Exercise:
Could you copy out every line of the data below, word for word?

Supplied data:
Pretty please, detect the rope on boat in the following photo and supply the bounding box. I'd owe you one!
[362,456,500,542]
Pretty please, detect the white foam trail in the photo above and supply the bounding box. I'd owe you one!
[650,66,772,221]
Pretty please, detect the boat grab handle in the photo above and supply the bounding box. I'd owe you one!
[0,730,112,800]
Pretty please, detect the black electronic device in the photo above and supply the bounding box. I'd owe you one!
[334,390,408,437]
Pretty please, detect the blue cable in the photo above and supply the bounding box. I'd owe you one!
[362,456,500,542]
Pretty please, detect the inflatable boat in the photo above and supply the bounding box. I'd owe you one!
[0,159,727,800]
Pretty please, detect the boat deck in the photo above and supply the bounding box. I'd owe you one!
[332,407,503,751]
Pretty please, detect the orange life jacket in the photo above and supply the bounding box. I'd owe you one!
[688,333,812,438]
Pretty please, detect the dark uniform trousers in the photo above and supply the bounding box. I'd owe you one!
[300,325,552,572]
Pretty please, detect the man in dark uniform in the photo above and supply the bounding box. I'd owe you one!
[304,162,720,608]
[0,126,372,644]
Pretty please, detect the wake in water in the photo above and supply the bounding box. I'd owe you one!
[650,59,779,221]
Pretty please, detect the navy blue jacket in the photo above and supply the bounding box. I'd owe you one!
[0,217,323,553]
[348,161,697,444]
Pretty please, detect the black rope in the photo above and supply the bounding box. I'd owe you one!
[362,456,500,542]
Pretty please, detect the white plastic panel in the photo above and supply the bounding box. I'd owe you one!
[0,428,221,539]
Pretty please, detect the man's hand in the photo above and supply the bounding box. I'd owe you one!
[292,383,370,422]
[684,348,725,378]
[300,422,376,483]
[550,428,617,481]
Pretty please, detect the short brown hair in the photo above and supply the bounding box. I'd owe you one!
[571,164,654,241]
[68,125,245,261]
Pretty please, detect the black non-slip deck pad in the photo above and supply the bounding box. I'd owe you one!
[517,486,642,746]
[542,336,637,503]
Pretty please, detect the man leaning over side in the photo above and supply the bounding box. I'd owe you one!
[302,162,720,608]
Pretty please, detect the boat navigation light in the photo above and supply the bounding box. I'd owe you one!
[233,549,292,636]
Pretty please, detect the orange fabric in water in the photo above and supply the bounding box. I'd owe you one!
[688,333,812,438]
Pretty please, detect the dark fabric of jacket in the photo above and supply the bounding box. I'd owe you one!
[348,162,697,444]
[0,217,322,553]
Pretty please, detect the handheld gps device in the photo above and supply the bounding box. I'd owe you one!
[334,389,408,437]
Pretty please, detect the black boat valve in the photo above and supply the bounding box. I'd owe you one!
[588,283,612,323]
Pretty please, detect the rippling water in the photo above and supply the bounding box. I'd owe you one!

Result for this task:
Pretty please, detect the rope on boat in the following photo and supply the bounding box. I'd owe you one!
[362,456,500,542]
Pretty please, detect the white foam trail in the photo above and supply the bounding box. I'd owe you one!
[650,66,772,221]
Pretty please, detect the boat grab handle in the photo above and supply the bounding box. I'd owe you one!
[0,730,112,800]
Pretty please, detect the black electronic device in the photo above and supply the bounding box. I'd owe you one!
[334,390,408,437]
Pretty please, detect the blue cable in the photo above and supply the bounding box. I'd owe you one!
[362,456,500,542]
Pretty please, detect the inflatable boat in the photo above and supply the bounding box. I'd owe you one!
[0,159,727,800]
Pretty please, detect the boat deck in the photo above and supply the bounding box. I'd owe you one!
[332,407,503,751]
Pretty please, detect the orange life jacket in the photo above and supply the bounding box. I'd owe you one!
[688,333,812,438]
Pretty please, detect the dark uniform trousers in the photo above and supply the bounding box. I'd owe you one!
[300,325,552,572]
Pretty please, detect the man in dark uniform in the photo above and supply the bounding box. I'd owe you one!
[304,162,720,608]
[0,126,372,644]
Pretty please, detect the wake in water in the photo above and supply the bounding box. I'd owe you one!
[650,59,779,221]
Pretty please, detect the navy blue jacket in the photo above and supply the bounding box. I'd owe you one!
[0,217,323,553]
[348,161,697,444]
Pretty please, detect the black rope in the photo above and supply the bounding box. I'd owe you one!
[362,456,500,542]
Pretty please, detect the white plastic panel in the photo above and supply the bounding box. I'd owe you one!
[0,428,221,539]
Pretty please, detect the man's hand in the photo above and supply the bounding box. I'd owe you one!
[292,383,370,422]
[684,348,725,378]
[300,422,376,483]
[550,428,617,481]
Pretty please, detect the short brown hair in the photo above and supply the bounding box. I'd owe you one!
[571,164,654,241]
[68,125,245,261]
Pretty please, detect the black non-slip deck pad in the photo above and supply the bounding box. I'd owe you one!
[517,486,642,746]
[542,336,637,503]
Pretty please, detect the man leaning over side in the photo above and supply the bounding box. I'd owe you one!
[302,162,720,608]
Pretty please, detect the boat navigation light in the photo above and supply the bounding box. I'd owe you one!
[233,549,292,636]
Pretty please, detect the orange fabric in water in the photo above and supply the bounding box. I'd owe you one!
[688,333,812,438]
Pretty please, detect the dark fabric of jacket in the photo above and supply the bounding box. I'd owe you one!
[348,162,697,444]
[0,217,322,553]
Pretty please, detect the handheld gps device in the photo above and supply the bounding box. I'd owe you one!
[334,389,408,437]
Pretty please, detect the black boat valve in the photo above and supply the bounding box. I'd owe you one!
[588,283,612,323]
Pretty please, detect the rippling water in the photo above and supply the bounding box. I'd owe you one!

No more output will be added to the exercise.